- **What is needed**:
Retype every line of text in the material below exactly, leaving out the picture.

- **Given data**:
◇ ◇ ◇ ◇
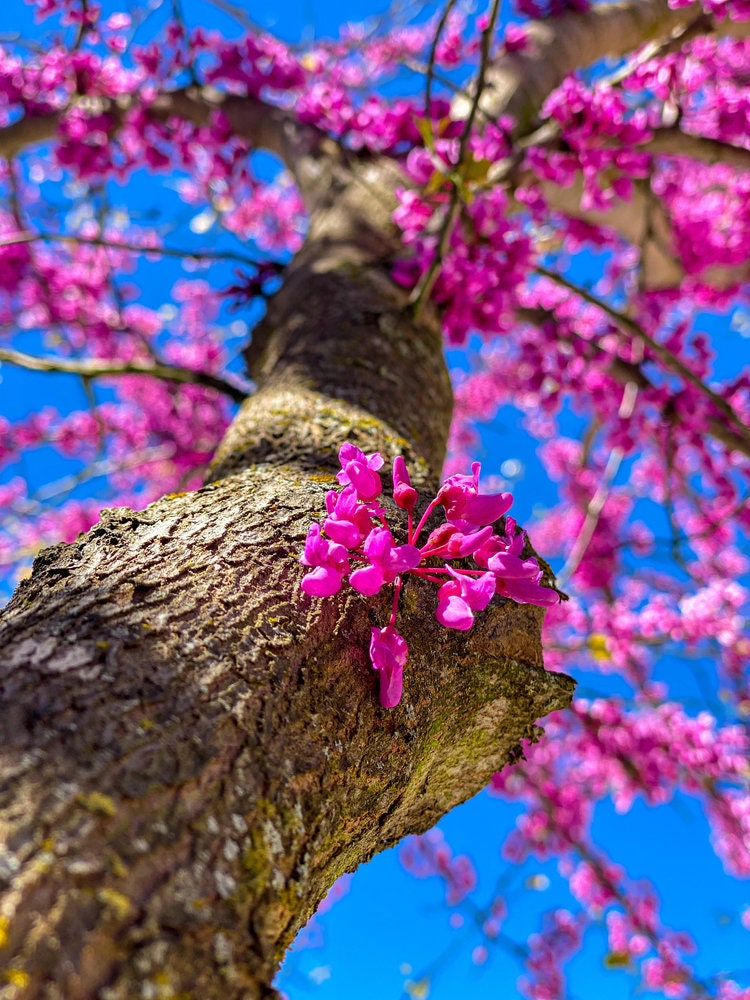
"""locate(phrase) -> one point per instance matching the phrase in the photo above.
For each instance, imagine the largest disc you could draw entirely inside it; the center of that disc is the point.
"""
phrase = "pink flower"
(330, 562)
(361, 471)
(386, 560)
(461, 596)
(404, 494)
(389, 653)
(464, 506)
(348, 521)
◇ ◇ ◇ ◇
- **Exercise answer**:
"""locate(phrase) -> one point per instance matching the phrase in the photo above.
For each instance, imagine the largest disc you could draw entirely inside it; the center of that disc is the point.
"""
phrase = "pink flower"
(330, 562)
(361, 471)
(386, 560)
(461, 596)
(404, 494)
(389, 653)
(464, 506)
(348, 521)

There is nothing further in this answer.